AIM OF THE TASK | Lay out every line of the entries below as a JSON list of strings, one string per line, skipping any blank lines.

Entries from a dataset
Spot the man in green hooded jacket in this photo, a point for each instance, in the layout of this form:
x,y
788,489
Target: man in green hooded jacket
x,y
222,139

EXERCISE ANSWER |
[
  "Spot the man in green hooded jacket in this photo, a point for each instance, in the layout of this form:",
  "x,y",
  "788,489",
  "Target: man in green hooded jacket",
  "x,y",
  "222,139"
]